>> begin Dataset excerpts
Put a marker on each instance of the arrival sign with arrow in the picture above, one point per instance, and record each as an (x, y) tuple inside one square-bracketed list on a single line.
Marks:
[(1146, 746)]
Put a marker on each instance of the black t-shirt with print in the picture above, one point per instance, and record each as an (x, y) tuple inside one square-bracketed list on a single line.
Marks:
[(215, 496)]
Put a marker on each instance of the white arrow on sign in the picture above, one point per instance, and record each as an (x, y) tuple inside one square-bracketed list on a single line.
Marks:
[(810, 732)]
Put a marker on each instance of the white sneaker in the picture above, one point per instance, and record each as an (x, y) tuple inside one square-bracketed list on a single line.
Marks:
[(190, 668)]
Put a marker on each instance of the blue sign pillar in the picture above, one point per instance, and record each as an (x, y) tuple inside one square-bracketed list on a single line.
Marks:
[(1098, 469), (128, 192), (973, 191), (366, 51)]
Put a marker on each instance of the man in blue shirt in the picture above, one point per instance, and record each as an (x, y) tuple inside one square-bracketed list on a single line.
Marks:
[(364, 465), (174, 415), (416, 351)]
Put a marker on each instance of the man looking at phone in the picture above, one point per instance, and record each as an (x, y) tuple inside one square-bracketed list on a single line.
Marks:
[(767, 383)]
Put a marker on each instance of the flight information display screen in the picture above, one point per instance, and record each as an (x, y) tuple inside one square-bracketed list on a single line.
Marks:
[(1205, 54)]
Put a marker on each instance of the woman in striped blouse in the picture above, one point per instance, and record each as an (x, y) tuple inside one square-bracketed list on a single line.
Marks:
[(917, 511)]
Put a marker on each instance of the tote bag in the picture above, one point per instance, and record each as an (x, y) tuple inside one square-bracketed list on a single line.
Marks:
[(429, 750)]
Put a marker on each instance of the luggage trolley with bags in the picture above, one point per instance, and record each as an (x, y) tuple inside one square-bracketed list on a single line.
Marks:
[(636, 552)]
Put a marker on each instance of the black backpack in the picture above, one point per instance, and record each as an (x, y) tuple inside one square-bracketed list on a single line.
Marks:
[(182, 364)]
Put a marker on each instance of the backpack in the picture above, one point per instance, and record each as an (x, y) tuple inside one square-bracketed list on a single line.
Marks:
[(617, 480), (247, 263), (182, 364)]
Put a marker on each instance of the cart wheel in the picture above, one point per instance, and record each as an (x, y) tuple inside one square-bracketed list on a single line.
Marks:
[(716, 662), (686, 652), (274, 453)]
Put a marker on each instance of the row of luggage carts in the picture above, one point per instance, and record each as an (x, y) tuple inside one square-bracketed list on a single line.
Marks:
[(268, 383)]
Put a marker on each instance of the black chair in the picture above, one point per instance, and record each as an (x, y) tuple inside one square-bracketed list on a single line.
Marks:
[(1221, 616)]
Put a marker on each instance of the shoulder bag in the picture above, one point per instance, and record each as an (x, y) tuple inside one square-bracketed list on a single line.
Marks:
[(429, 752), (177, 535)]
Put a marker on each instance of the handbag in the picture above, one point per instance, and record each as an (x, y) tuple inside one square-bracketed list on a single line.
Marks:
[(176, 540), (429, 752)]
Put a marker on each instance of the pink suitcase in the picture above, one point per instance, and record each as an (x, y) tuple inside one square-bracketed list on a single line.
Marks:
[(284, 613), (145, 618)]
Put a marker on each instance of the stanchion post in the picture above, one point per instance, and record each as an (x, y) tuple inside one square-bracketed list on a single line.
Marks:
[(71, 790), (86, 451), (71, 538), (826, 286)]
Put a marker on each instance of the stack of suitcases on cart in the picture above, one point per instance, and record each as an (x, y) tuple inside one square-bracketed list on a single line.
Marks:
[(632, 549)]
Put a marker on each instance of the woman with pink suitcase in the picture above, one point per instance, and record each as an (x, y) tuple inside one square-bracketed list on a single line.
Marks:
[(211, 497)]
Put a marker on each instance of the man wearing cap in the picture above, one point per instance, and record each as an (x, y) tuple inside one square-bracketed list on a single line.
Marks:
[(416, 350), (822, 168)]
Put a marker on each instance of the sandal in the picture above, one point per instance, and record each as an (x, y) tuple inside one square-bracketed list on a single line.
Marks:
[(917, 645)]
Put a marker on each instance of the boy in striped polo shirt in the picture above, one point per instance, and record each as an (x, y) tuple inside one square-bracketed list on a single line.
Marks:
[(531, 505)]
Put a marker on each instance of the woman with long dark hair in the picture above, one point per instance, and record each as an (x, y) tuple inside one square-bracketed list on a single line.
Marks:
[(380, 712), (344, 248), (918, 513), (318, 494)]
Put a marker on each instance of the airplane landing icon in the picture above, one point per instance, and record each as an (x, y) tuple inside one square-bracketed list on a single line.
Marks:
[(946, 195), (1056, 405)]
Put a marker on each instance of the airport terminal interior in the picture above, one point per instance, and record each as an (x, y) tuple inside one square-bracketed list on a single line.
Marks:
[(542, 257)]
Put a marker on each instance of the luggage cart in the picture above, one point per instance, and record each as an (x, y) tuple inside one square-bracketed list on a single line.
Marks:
>> end Dataset excerpts
Take the entries above and copy them out exactly.

Solution to this exercise:
Put a marker on each instance of the arrival sign with arrow in the picture above, one point per instance, and record each as an (x, y) tuple inside one square-bracketed list on a single line.
Marks:
[(1146, 746)]
Put a marker on each instance of the black t-shirt with print in the picture above, one point per instance, and record each as an (x, y) tuple inside one square-bracketed list on a single line.
Marks:
[(215, 496)]
Put a marker on each instance of the white arrow on sign in the picture above, one point per instance, and record each as an (x, y) tuple inside one square-bracketed list on a single line.
Marks:
[(810, 732)]
Put a marker on each instance of the white sneaker in the picture above, one point per instance, and record each as an (x, y) tuple inside one square-bracketed list on a single line.
Marks:
[(190, 668)]
Put a marker on each instance of the blue sign pillar in the picture above, one point per instance, and record each as an (x, y) tuple inside one square-bracketed list on a single line.
Marks:
[(1098, 469), (128, 192), (973, 191), (366, 51)]
Put a marker on each instance of the man in blue shirt in the picture above, one point per instance, and record each as an (x, y) tuple inside one square-bracketed list on a single line.
Marks:
[(364, 465), (174, 415), (416, 351)]
Put a marker on each instance of the man looking at phone in the picture above, one point per instance, and record each as an (x, y) tuple inside one square-bracketed list on a single line.
Marks:
[(767, 383)]
Put a marker on each instance of the flight information display screen in the picture above, one point per instance, and record each as an (x, y) tuple inside one square-bracketed list on a single line.
Marks:
[(1205, 54)]
Put a marker on each instance of the woman in striped blouse in the picture above, one point per instance, and record each as an (x, y) tuple inside one square-bracketed list on a single line.
Marks:
[(917, 511)]
Put a marker on each instance of the tote bag in the picture above, one point per instance, and record each as an (x, y) tuple inside one square-bracketed list on a single line.
Marks:
[(429, 750)]
Put a marker on each instance of the luggage trolley with bags in the picture above, one point per instance, and record each as an (x, y) tuple inside one square-bracketed list on a single line.
Marks:
[(636, 552)]
Put a marker on each instance of the black backpack in the picture above, one point per instance, and record each as an (x, y) tuple inside one square-bracketed list on a single line.
Marks:
[(182, 364)]
Put a marker on each instance of the backpack in the picture above, one point per instance, and record each as an (x, y) tuple inside one square-bracketed list on a single line.
Marks:
[(617, 480), (247, 263), (182, 364)]
Put a marker on each instance of the cart wheel in the picture above, one point per instance, and record each as an (x, y) tuple inside one square-bracketed list on a single line.
Marks:
[(716, 662), (686, 652), (274, 453)]
Put a marker on each instance of the row of luggage carts in the picture above, one point per instance, and record each as an (x, y) tuple inside one square-bracketed list on a single line.
Marks:
[(268, 383)]
Put a marker on each instance of the black chair in the picture above, one point per instance, and record each as an (x, y) tuple inside one square-bracketed list on a single line.
Marks:
[(1221, 616)]
Put a marker on each instance of the shoulder bag in the picture above, one point per instance, and record each as an (x, y) tuple inside one square-bracketed list on a single line.
Marks:
[(429, 752), (177, 535)]
Put a marker on each instance of the handbag in the picture above, one point per instance, and record each as an (x, y) tuple inside one square-bracketed list on a single line.
Marks:
[(176, 540), (429, 752)]
Put a marker on each instance of the pink suitcase in the picture above, one point per instance, and record each as an (x, y) tuple inside one square-bracketed list on a single line.
Marks:
[(284, 613), (145, 618)]
Put a marker on each instance of the stanchion post in the picture above, one point per instance, and record each as an (x, y) tuple inside one square-bracketed list on a single line.
Marks:
[(71, 790), (86, 451), (71, 538), (826, 286)]
Put a marker on each instance of the stack of suitcases on cart in the picture above, one point per instance, and record each as an (x, y) tuple inside one square-bracketed list on a single line.
Marks:
[(632, 549)]
Put a marker on each instance of the woman with pink suitcase in the picture above, one point per instance, and record each as an (x, y) tuple inside one square-bracketed list on a single line.
Marks:
[(211, 497)]
Put a marker on each instance of the man wearing cap in the picture above, one point per instance, and record each as an (x, y) tuple inside one square-bracketed list on a single line.
Marks:
[(416, 350), (822, 168)]
Put a marker on each instance of the sandal in the picture above, one point per instance, and record each as an (x, y) tuple inside one square-bracketed list on a single line.
Marks:
[(917, 645)]
Put a marker on each instance of the boy in striped polo shirt in the picture above, one point per instance, and record each as an (x, y) tuple inside one square-bracketed list on a single line.
Marks:
[(531, 505)]
Put a marker on each instance of the woman with long dark hair in the picture above, one point per instance, and record each as an (x, y) tuple inside one square-bracketed list on a single line.
Marks:
[(380, 712), (344, 248), (918, 513), (318, 494)]
Put a marker on each instance of the airplane landing icon in the picture above, one point per instance, and record each as an (x, y) tuple inside one square-bracketed list on a single line.
Marks:
[(946, 195), (1056, 405)]
Put a marker on each instance of the airport terminal interior in the picture above, one point per instance, and record each as an (x, y) tuple inside one square-bracketed list on a single line.
Marks:
[(542, 257)]
Put a marker on each instance of the luggage cart in the picture above, one point per instance, and record each as an (x, y) tuple inside one square-bracketed list on a single line.
Marks:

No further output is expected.